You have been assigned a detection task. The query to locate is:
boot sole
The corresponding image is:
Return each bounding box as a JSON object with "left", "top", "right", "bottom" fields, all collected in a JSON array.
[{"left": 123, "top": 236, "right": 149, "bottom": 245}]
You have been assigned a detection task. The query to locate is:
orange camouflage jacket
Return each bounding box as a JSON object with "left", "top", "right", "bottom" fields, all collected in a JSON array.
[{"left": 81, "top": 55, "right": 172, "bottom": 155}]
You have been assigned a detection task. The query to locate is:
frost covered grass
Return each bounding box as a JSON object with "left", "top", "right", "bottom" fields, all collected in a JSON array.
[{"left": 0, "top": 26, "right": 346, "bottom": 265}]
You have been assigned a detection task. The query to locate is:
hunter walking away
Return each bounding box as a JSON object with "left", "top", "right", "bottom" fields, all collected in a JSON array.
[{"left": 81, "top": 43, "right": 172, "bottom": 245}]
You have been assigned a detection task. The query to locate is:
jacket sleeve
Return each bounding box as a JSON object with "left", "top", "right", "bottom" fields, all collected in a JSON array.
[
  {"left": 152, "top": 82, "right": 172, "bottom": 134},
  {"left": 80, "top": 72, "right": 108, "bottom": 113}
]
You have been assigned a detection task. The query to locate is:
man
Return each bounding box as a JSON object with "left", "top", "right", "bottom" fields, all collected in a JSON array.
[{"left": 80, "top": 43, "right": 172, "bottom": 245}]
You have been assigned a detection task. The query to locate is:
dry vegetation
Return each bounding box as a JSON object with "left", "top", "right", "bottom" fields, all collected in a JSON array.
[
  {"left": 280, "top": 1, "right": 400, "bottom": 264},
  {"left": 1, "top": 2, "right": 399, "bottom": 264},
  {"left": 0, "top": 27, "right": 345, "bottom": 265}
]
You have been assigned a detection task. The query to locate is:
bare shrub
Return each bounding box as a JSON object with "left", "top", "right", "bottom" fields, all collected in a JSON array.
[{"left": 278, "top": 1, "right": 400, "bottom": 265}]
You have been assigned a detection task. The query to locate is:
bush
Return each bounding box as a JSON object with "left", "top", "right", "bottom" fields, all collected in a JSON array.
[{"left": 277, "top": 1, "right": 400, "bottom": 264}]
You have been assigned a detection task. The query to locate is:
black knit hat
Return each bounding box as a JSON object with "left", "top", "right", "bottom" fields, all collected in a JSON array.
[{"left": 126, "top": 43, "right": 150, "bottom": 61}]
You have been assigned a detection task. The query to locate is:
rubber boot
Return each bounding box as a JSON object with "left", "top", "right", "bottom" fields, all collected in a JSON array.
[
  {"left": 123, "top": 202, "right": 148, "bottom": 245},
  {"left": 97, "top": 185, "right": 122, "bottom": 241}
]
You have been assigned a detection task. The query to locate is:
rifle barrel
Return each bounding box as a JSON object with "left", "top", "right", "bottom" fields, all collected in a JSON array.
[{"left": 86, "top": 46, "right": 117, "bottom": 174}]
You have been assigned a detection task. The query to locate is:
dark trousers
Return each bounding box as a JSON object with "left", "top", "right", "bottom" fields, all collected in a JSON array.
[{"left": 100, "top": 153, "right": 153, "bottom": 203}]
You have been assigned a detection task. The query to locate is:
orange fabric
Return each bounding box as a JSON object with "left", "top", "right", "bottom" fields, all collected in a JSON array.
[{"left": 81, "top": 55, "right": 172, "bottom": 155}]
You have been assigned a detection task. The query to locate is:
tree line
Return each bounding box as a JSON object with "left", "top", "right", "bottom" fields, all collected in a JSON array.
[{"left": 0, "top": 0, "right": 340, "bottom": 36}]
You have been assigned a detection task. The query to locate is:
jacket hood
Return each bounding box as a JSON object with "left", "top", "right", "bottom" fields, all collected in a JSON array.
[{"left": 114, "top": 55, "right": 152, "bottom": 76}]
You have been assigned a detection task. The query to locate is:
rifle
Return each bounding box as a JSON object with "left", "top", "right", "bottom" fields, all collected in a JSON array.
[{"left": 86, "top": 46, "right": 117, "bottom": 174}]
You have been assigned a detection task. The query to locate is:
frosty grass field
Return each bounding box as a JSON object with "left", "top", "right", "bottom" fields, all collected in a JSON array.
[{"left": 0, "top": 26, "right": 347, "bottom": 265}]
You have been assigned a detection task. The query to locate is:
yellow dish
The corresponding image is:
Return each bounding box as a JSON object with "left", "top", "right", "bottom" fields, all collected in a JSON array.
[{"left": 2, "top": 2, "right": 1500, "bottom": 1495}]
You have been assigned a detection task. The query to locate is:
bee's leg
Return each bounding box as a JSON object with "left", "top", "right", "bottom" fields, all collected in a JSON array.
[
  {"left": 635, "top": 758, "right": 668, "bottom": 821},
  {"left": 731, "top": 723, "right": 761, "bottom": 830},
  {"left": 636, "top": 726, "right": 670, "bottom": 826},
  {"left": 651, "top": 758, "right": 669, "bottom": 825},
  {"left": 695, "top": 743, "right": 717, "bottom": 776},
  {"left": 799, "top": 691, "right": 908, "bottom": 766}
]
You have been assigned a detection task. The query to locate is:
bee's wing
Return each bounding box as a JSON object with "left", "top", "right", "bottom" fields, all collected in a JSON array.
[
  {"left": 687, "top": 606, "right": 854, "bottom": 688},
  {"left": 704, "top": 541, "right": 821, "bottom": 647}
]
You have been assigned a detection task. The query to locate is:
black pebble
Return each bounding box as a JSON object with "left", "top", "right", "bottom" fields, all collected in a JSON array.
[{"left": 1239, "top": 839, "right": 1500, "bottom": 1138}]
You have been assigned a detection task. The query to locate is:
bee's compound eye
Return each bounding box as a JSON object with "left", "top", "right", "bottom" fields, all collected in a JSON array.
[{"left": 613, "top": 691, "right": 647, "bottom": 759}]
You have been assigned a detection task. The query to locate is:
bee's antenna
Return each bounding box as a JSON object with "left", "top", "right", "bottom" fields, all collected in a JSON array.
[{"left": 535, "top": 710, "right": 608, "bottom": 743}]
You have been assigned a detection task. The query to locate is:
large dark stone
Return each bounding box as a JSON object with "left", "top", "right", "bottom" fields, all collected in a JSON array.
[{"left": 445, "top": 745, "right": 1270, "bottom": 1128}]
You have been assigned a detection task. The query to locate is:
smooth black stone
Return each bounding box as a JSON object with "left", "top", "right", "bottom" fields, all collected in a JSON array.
═══
Problem
Return every line above exactly.

Solution to this exercise
You have been assigned a detection task. The query to locate is:
boot sole
The corresponding image is:
Return each bounding box as a JSON object with "left", "top", "right", "bottom" fields, all collected in a JSON array.
[{"left": 123, "top": 236, "right": 149, "bottom": 245}]
You have been assigned a detection task. The query to locate is:
orange camouflage jacket
Return each bounding box as a JSON object with "left", "top", "right", "bottom" fields, all collected in a JSON array.
[{"left": 81, "top": 55, "right": 172, "bottom": 155}]
You have been assigned a detection task. The query to locate is:
frost covered grass
Return each bounding box as a JSON object with "left", "top", "right", "bottom" fields, all collected in a JSON array.
[{"left": 0, "top": 26, "right": 346, "bottom": 265}]
You have been assigned a detection task. The query to locate is:
hunter walking away
Return each bounding box as a JSON object with "left", "top", "right", "bottom" fields, all collected in a JSON array.
[{"left": 81, "top": 43, "right": 172, "bottom": 245}]
You have been assigned a detection task. The query to locate is:
jacket sleeve
Return each bounding box as a JSON object with "left", "top", "right", "bottom" fields, all collected in a JSON array.
[
  {"left": 152, "top": 82, "right": 172, "bottom": 134},
  {"left": 80, "top": 72, "right": 108, "bottom": 113}
]
You have been assigned a detection task. The query to locate is:
man
Return each bounding box as a JSON object with "left", "top", "right", "bottom" fields, all collected in a JSON array.
[{"left": 80, "top": 43, "right": 172, "bottom": 245}]
You have been assigned a detection task. The query to locate is:
dry vegetation
Return each bounding box as a JSON object with "left", "top", "right", "bottom" fields, all collected in a JSON array.
[
  {"left": 280, "top": 1, "right": 400, "bottom": 264},
  {"left": 1, "top": 2, "right": 399, "bottom": 264},
  {"left": 0, "top": 27, "right": 345, "bottom": 265}
]
You have been assigned a detection task. The query to locate is:
bare shrub
Return each bounding box as a JSON object with "left", "top", "right", "bottom" fields, all collected in a JSON array.
[{"left": 278, "top": 1, "right": 400, "bottom": 265}]
You have been assigned a detection task. The query to locate is:
bush
Return each bounding box as a JSON object with "left", "top", "right", "bottom" fields, all collected in a JSON array.
[{"left": 277, "top": 1, "right": 400, "bottom": 264}]
You have been assigned a detection task. The query to locate is:
black knit hat
Return each bounding box as a JSON object with "left", "top", "right", "bottom" fields, all collected in a JSON array.
[{"left": 126, "top": 43, "right": 150, "bottom": 61}]
You have been assigned a detection task. The query to locate is:
rubber boot
Return each bounding box as a JSON object with "left", "top", "right", "bottom" fields, all collected in a JSON array.
[
  {"left": 123, "top": 202, "right": 148, "bottom": 245},
  {"left": 97, "top": 185, "right": 122, "bottom": 241}
]
You have been assigned a detection task. The query to locate is:
rifle barrel
Return each bounding box as a JSON object with "left", "top", "right", "bottom" fields, all collected in a JSON array.
[{"left": 86, "top": 46, "right": 117, "bottom": 174}]
You have been assigned a detection task. The query to locate is:
dark trousers
Return each bounding box as a JSON object with "left", "top", "right", "bottom" fields, all collected in a JSON array.
[{"left": 100, "top": 153, "right": 153, "bottom": 203}]
You have been assigned a detection task. The query to locate is:
orange fabric
Return each bounding box as a JSON object with "left", "top", "right", "bottom" fields, all collected in a JSON array.
[{"left": 81, "top": 55, "right": 172, "bottom": 155}]
You have been assigned a detection task. The query to locate is:
tree line
Return each bounding box as a JSON object with "left", "top", "right", "bottom" fields, all collected in a JSON array.
[{"left": 0, "top": 0, "right": 340, "bottom": 36}]
You have been assigned a detection task. The query to locate is:
jacket hood
Return each bounding box as a JSON object with "left", "top", "right", "bottom" fields, all collected in a JSON array.
[{"left": 114, "top": 55, "right": 152, "bottom": 76}]
You have been assigned a detection task. The query to locate is:
rifle
Return each bounding box as a JSON object with "left", "top", "right", "bottom" fields, all collected in a JSON array.
[{"left": 86, "top": 46, "right": 117, "bottom": 174}]
You have been assigned a detection task. The query to locate is:
frosty grass field
Return each bounding box as a JSON object with "left", "top", "right", "bottom" fields, all collected in a JSON array.
[{"left": 0, "top": 26, "right": 347, "bottom": 265}]
You have been assigned a detection task. The query to locate is:
yellow dish
The corresponding image is:
Return each bounding box as a JSON object with "left", "top", "right", "bottom" fields, all collected in a JSON array.
[{"left": 2, "top": 2, "right": 1500, "bottom": 1495}]
You have been assigned a detection task. The query to locate is:
bee's leg
Return each bounding box as a JSON object with "left", "top", "right", "bottom" fields, all collected in a JSON array.
[
  {"left": 635, "top": 758, "right": 668, "bottom": 821},
  {"left": 731, "top": 723, "right": 761, "bottom": 830},
  {"left": 636, "top": 726, "right": 670, "bottom": 826},
  {"left": 651, "top": 758, "right": 669, "bottom": 825},
  {"left": 695, "top": 743, "right": 717, "bottom": 776},
  {"left": 799, "top": 691, "right": 908, "bottom": 766}
]
You have been assigned a detection task. The query to locate is:
bee's wing
Return each bounding box as a JSON object with "left", "top", "right", "bottom" fields, all collected in a JSON array.
[
  {"left": 687, "top": 606, "right": 854, "bottom": 688},
  {"left": 704, "top": 541, "right": 821, "bottom": 647}
]
You have been assigned a detection task. The query to locate is:
black pebble
Return each bounding box as a JSON object with "left", "top", "right", "bottom" fields, all collected in a JSON array.
[{"left": 1239, "top": 839, "right": 1500, "bottom": 1138}]
You have been assigned a detection task. The query to locate is:
bee's compound eye
Return each bounding box as a JSON object with "left", "top", "right", "bottom" fields, all collected in a JSON array.
[{"left": 613, "top": 691, "right": 647, "bottom": 759}]
You have been assigned a detection task. The query to locate is:
bee's antenna
Return each bounding box as a JSON object with "left", "top", "right", "bottom" fields, all collected in a JSON array.
[{"left": 535, "top": 710, "right": 608, "bottom": 743}]
You have been assigned a detection task. The query to locate is:
large dark stone
Return each bounding box as a JSON object with "left", "top", "right", "bottom" fields, all collected in a JSON array.
[{"left": 445, "top": 745, "right": 1270, "bottom": 1128}]
You have been assigned a detection task. The query to locate is:
smooth black stone
Return each bounding box as a JSON object with "left", "top", "right", "bottom" fields, all collected in a JSON array.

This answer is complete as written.